Падение Рима прошло по ставшей впоследствии классической схеме: деинтеллектуализация, утрата красоты, утрата силы, окончательное фактическое разрушения государства. Рим, покорив в одном году не только Карфаген, но и Элладу, начал отсчет своего падения, а по прошествии сотни лет продолжая утрачивать внутреннюю силу автоматически столкнулся с угрозой упасть перед юродством, которое всегда подтачивает силу, красоту и интеллект одновременно. Другое дело, что никто тогда не представлял каким оно будет. Уже почти стерлись из памяти воспоминания о походе Ганнибала в Италию, поход галлов и вовсе выглядел легендой, от него осталась только поговорка насчет гусей которые спасли Рим, а ничего более страшного Рим и не переживал. Время двигалось в сознании римлян, да и вообще всех древних, значительно медленнее чем сейчас, так как медленнее был сам темп жизни, что объяснялась отсутствием экономики работающей на прибыль. Люди населявшие Грецию и Рим, включая и рабов, имели массу свободного времени, а это важнейшее условие для ощущения его хода. Шпенглер по этому поводу отмечал что"…тогда еще каждый день и час переживали как таковой. Это можно сказать про каждого эллина или римлянина, про города и нацию, про целую культуру. Силой и кровью напоенные праздники, дворцовые оргии и цирковые игры при Hероне и Калигуле, которые только и описывает Тацит, этот настоящий римлянин, в то же время не обращающий никакого внимания на жизнь обширных стран империи, — вот последнее роскошное выражение этого отождествляющего тело и настоящую минуту мироощущения. Индийцы у которых нирвана выражалась также полным отсутствием счисления времени, тоже не имели часов и, следовательно, не имели никакой истории, никаких жизненных воспоминаний, никакой заботы. /…/ Мы с точностью знаем даты рождения и смерти почти всех великих людей начиная с эпохи Данте. Это нам представляется само собой понятным. Но в эпоху рассвета античной цивилизации, во времена Аристотеля, не могли с точностью сказать, существовал ли вообще Левкипп, современник Перикла, основавший не более как за столетие до этого атомистическую теорию. Этому бы соответствовало в нашем случае, если бы мы были не вполне уверены в существовании Джордано Бруно, а Ренессанс уже совсем отходил бы в область преданий".
• • • •
ЦЕЛЬ ЗАДАНИЯ: Выпишите текст о падении Рима целиком, слово в слово, ничего не меняя. Приведённый далее перечень никак не связан с текстом о падении Рима.

ИСХОДНЫЕ ДАННЫЕ:
• • • •
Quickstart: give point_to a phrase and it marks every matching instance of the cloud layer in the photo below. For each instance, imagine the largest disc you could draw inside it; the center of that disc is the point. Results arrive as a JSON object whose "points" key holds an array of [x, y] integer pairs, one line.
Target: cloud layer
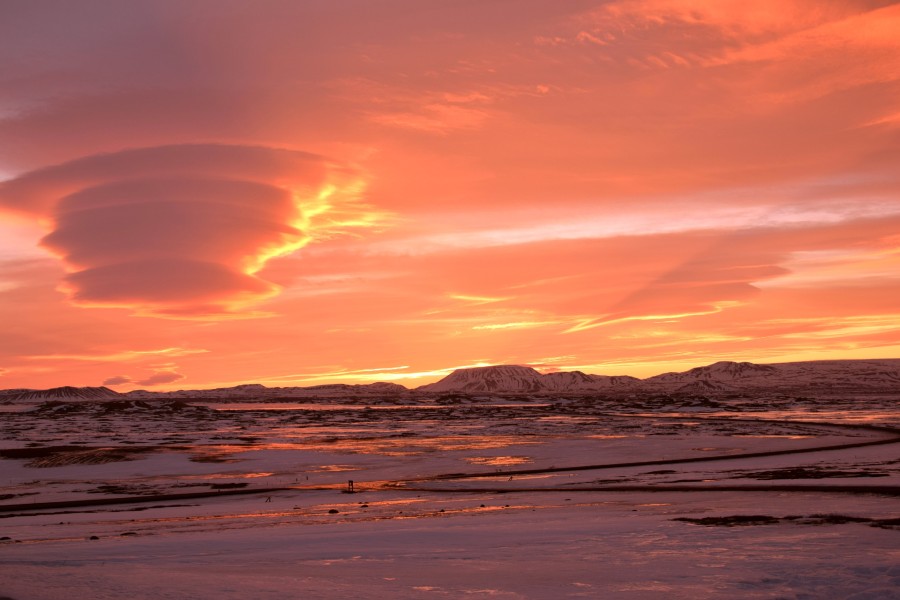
• • • •
ОТВЕТ НА ЗАДАНИЕ:
Падение Рима прошло по ставшей впоследствии классической схеме: деинтеллектуализация, утрата красоты, утрата силы, окончательное фактическое разрушения государства. Рим, покорив в одном году не только Карфаген, но и Элладу, начал отсчет своего падения, а по прошествии сотни лет продолжая утрачивать внутреннюю силу автоматически столкнулся с угрозой упасть перед юродством, которое всегда подтачивает силу, красоту и интеллект одновременно. Другое дело, что никто тогда не представлял каким оно будет. Уже почти стерлись из памяти воспоминания о походе Ганнибала в Италию, поход галлов и вовсе выглядел легендой, от него осталась только поговорка насчет гусей которые спасли Рим, а ничего более страшного Рим и не переживал. Время двигалось в сознании римлян, да и вообще всех древних, значительно медленнее чем сейчас, так как медленнее был сам темп жизни, что объяснялась отсутствием экономики работающей на прибыль. Люди населявшие Грецию и Рим, включая и рабов, имели массу свободного времени, а это важнейшее условие для ощущения его хода. Шпенглер по этому поводу отмечал что"…тогда еще каждый день и час переживали как таковой. Это можно сказать про каждого эллина или римлянина, про города и нацию, про целую культуру. Силой и кровью напоенные праздники, дворцовые оргии и цирковые игры при Hероне и Калигуле, которые только и описывает Тацит, этот настоящий римлянин, в то же время не обращающий никакого внимания на жизнь обширных стран империи, — вот последнее роскошное выражение этого отождествляющего тело и настоящую минуту мироощущения. Индийцы у которых нирвана выражалась также полным отсутствием счисления времени, тоже не имели часов и, следовательно, не имели никакой истории, никаких жизненных воспоминаний, никакой заботы. /…/ Мы с точностью знаем даты рождения и смерти почти всех великих людей начиная с эпохи Данте. Это нам представляется само собой понятным. Но в эпоху рассвета античной цивилизации, во времена Аристотеля, не могли с точностью сказать, существовал ли вообще Левкипп, современник Перикла, основавший не более как за столетие до этого атомистическую теорию. Этому бы соответствовало в нашем случае, если бы мы были не вполне уверены в существовании Джордано Бруно, а Ренессанс уже совсем отходил бы в область преданий".